Today industrial parts manufacturers frequently perform surface treatments to alter the exteriors of finished metal components in order to obtain desired surface qualities. For instance, a company may seek to create parts with a more aesthetically pleasing appearance.
One popular type of additive surface treatment, galvanizing, assists in delaying the development of rust. It supplies a protective coating, usually zinc, over the surface of a metal workpiece. This process helps produce attractive, reliable metal products with longer anticipated useful lifespans.
During galvanization, a workpiece composed of iron or steel (or other metals) typically receives an exterior coating of zinc. This tough, brittle outer layer serves as a physical barrier reducing the impact of weathering on the interior. Galvanizing also offers cathodic protection against some corrosive processes. Manufacturers have developed a number of ways to galvanize metal parts effectively for industrial fabrication purposes.

◆ **Tasks to carry out**
1 > Give again the stretch of the galvanizing text from "One popular type" through "industrial fabrication purposes.", copying it word for word.
2 > According to the galvanizing text, what metal is usually used for the protective coating?
3 > Go on with the galvanizing text from the point where it stops.

◆ **Given information**
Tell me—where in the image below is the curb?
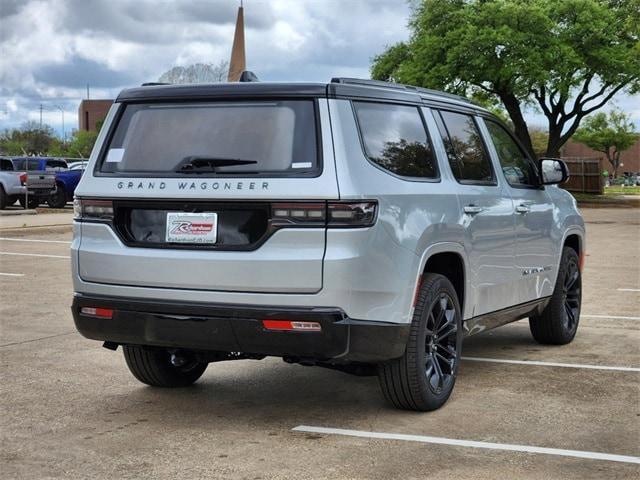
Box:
[0,209,38,217]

◆ **Responses per task**
1 >
One popular type of additive surface treatment, galvanizing, assists in delaying the development of rust. It supplies a protective coating, usually zinc, over the surface of a metal workpiece. This process helps produce attractive, reliable metal products with longer anticipated useful lifespans.
During galvanization, a workpiece composed of iron or steel (or other metals) typically receives an exterior coating of zinc. This tough, brittle outer layer serves as a physical barrier reducing the impact of weathering on the interior. Galvanizing also offers cathodic protection against some corrosive processes. Manufacturers have developed a number of ways to galvanize metal parts effectively for industrial fabrication purposes.

2 > Zinc.

3 >
Although a galvanized metal part exposed to outdoor environments will eventually begin rusting, the application of a thin layer of exterior zinc during galvanization slows down this process considerably. The outer layer of zinc will typically corrode sooner than the underlying metal. As it weathers outdoors, zinc reportedly develops a protective patina.
Metal parts fabricators have devised several methods for galvanizing steel and iron components. Four have achieved widespread commercial use:
One of the most popular ways to galvanize steels, a manufacturer usually performs hot-dip galvanizing by first carefully cleaning the surface of the metal workpiece to remove dirt, grease and other debris which might interfere with the application of a zinc coating. Today this process frequently involves the application of chemicals, although some fabricators perform mechanical cleaning and still others utilize both cleaning methods. Then the surface of the workpiece typically undergoes the application of a reducing agent to impact oxidation on the exterior during subsequent heating. The manufacturer immerses the metal workpiece for a designated time period in a bath of hot, molten zinc. The coating covers exposed surfaces with a protective layer.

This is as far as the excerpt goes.